DOCUMENT SEGMENT -
+ + + +

To control the activities of cryptocurrency platforms within its territories, the European Commission proposed the adoption of the Markets in Crypto-Assets Regulation (MiCA) by member states.
This financial regulation provides direct guidelines for operating the crypto industry. Additionally, it details new licensing requirements for European-based crypto platforms.
In the UK, crypto exchanges have to register under the U.K. Financial Conduct Authority (FCA). Additionally, these exchanges cannot offer crypto derivatives trading to investors. There are no specific guidelines for crypto lending firms in Europe and the United Kingdom.
Cryptocurrencies are considered legal property in Australia. Exchanges and other crypto-based platforms in this country must register their activities with the Australian Transaction Reports and Analysis Centre (AUSTRAC). These platforms are also required to meet specific Anti Money Laundry laws. Currently, Australia does not have any crypto lending laws.
The Financial Supervisory Service (FSS) is responsible for overseeing the activities of crypto exchanges in South Korea. This financial regulator also ensures that crypto-based platforms comply with strict CFT/AML laws.

+ + + +

GIVEN RECORDS -
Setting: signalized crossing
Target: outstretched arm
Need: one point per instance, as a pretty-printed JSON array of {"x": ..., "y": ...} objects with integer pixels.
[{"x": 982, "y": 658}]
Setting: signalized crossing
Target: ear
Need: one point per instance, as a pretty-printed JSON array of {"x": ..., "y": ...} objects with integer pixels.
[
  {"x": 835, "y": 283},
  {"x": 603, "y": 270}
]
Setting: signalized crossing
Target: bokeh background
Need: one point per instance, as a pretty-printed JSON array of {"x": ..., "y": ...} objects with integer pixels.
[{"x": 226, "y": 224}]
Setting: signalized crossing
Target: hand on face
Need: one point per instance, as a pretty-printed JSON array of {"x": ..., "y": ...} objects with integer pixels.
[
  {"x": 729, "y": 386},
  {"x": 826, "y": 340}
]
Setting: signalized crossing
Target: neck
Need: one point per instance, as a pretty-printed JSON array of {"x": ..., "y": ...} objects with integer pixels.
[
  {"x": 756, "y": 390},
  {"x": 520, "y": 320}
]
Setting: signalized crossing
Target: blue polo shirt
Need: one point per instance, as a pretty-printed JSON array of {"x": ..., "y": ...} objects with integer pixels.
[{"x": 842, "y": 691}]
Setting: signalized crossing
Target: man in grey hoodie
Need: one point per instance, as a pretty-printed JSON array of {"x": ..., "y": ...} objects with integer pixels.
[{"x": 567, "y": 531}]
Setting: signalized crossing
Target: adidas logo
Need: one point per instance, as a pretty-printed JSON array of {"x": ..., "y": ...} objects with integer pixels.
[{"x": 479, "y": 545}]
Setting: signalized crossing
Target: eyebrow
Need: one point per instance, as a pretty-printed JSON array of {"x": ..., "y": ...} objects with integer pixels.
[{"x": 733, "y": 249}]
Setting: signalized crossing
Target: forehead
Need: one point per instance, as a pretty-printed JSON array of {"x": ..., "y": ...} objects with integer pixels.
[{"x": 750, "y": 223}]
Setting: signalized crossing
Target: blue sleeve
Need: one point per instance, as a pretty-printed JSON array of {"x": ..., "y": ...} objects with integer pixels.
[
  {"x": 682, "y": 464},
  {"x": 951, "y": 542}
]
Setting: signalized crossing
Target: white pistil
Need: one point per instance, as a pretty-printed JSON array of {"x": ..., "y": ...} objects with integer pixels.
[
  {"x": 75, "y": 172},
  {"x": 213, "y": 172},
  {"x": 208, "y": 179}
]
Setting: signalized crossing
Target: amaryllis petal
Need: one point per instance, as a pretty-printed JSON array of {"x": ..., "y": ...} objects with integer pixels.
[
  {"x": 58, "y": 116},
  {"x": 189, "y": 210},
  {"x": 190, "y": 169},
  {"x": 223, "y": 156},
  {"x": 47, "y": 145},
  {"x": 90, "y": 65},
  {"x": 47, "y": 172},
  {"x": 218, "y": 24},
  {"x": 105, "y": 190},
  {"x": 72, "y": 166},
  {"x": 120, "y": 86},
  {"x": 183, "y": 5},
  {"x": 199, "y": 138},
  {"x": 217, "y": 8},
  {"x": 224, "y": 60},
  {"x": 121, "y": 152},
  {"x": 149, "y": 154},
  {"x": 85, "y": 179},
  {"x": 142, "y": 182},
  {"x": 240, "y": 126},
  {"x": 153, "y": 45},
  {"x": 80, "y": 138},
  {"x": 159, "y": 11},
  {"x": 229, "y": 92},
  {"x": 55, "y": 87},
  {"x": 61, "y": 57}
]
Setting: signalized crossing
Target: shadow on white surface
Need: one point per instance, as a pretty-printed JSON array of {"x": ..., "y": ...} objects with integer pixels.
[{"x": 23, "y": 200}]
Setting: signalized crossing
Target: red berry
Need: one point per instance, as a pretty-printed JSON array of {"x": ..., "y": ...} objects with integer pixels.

+ + + +

Pick up the passage on cryptocurrency regulation around the world right after its last sentence and keep writing it. You won't need the lines for this.

REPLY -
Crypto exchanges based in this country are also required to register under the Korea Financial Intelligence Unit (KFIU). This agency operates under the Financial Services Commission's (FSC) direction. Like many other countries, South Korea has not developed any regulations for crypto lending platforms within their jurisdiction.
Financial regulators worldwide are more focused on providing guidelines for the crypto industry. However, due to the massive growth of the crypto lending space worldwide, these regulators will soon come up with laws designed to protect investors in that sector.
In the meantime, the US Securities and Exchange Commission has begun to take active steps toward regulating key aspects of the crypto industry, including the lending space. The actions of this agency will serve as an example to regulators in other parts of the world looking to regulate this space.